Please print every record below exactly as it appears.
[BEGIN]
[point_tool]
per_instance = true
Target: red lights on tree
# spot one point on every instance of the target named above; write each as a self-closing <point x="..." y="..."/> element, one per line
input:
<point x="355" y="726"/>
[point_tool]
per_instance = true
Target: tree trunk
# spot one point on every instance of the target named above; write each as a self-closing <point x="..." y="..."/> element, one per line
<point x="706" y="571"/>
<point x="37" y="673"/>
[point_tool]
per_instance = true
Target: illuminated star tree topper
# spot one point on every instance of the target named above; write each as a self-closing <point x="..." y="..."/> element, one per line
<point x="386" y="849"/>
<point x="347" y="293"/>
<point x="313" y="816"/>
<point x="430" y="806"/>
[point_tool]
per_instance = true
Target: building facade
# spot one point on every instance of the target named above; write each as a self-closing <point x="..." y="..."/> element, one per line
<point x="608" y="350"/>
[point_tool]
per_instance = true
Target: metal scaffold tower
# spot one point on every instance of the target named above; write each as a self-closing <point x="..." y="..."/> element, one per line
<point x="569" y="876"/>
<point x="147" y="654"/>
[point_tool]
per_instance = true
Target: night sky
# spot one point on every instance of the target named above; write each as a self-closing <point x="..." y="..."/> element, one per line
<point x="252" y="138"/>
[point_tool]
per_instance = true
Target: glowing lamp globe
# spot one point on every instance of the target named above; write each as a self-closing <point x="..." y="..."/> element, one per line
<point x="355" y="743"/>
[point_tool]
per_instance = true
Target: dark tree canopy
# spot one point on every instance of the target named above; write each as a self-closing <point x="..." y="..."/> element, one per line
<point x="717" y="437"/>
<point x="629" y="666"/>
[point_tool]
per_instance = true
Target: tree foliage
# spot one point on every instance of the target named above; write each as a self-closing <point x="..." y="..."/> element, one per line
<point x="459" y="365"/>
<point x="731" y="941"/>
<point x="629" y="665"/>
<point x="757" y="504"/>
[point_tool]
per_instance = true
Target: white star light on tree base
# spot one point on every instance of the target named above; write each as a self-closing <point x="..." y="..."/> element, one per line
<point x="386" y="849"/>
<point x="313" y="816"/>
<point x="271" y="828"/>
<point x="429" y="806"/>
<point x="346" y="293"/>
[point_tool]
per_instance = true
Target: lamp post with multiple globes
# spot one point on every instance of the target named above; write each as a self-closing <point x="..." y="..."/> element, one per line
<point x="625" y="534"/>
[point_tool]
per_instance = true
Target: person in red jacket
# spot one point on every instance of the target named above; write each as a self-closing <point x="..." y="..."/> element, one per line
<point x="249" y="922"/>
[END]
» FINAL RESULT
[point_tool]
per_instance = true
Target: red lights on tree
# spot one point on every instance of the target named above; write each as a self-closing <point x="..." y="..."/> element, one per line
input:
<point x="355" y="726"/>
[point_tool]
per_instance = true
Target: tree trunk
# spot one point on every instance of the target named above; write each as a self-closing <point x="..." y="..."/> element, one per line
<point x="706" y="571"/>
<point x="37" y="673"/>
[point_tool]
per_instance = true
Target: illuminated star tree topper
# spot one point on every instance of the target named above; write each as a self-closing <point x="..." y="..."/> element, one per line
<point x="386" y="849"/>
<point x="347" y="293"/>
<point x="313" y="816"/>
<point x="430" y="806"/>
[point_tool]
per_instance = true
Target: building facade
# spot one point on every instance of the target named above; write each as a self-closing <point x="..." y="..."/> element, one per line
<point x="608" y="350"/>
[point_tool]
per_instance = true
Target: metal scaffold tower
# spot one point on every instance of the target named above; write each as a self-closing <point x="..." y="..."/> element, one per line
<point x="569" y="876"/>
<point x="147" y="654"/>
[point_tool]
per_instance = true
Target: night sky
# spot one point on every instance of the target named above; write each as a self-closing <point x="..." y="..."/> element, one per line
<point x="252" y="138"/>
[point_tool]
per_instance = true
Target: glowing lamp globe
# spot one point on every instance of the target named above; write each as a self-closing <point x="..." y="..."/> element, one per line
<point x="355" y="743"/>
[point_tool]
per_instance = true
Target: dark tree canopy
# spot one point on every instance of the target named above; write each as a self-closing <point x="..." y="..."/> element, one per line
<point x="717" y="437"/>
<point x="629" y="666"/>
[point_tool]
per_instance = true
Target: tree foliage
# spot one point on every instance of the target named above; write each as a self-closing <point x="..." y="..."/> element, one per line
<point x="459" y="365"/>
<point x="731" y="941"/>
<point x="629" y="665"/>
<point x="757" y="504"/>
[point_tool]
per_instance = true
Target: white star light on tree base
# spot one point on every instance of the target named above; write each as a self-closing <point x="..." y="..."/> element, one per line
<point x="386" y="849"/>
<point x="313" y="816"/>
<point x="271" y="828"/>
<point x="429" y="806"/>
<point x="346" y="293"/>
[point_tool]
per_instance = true
Target: lamp post with multiple globes
# spot one point on every instance of the target named above; write each as a self-closing <point x="..." y="..."/> element, one per line
<point x="625" y="534"/>
[point_tool]
per_instance = true
Target: person in red jacket
# spot one point on every instance of the target named above; write each as a self-closing <point x="..." y="..."/> element, one per line
<point x="249" y="922"/>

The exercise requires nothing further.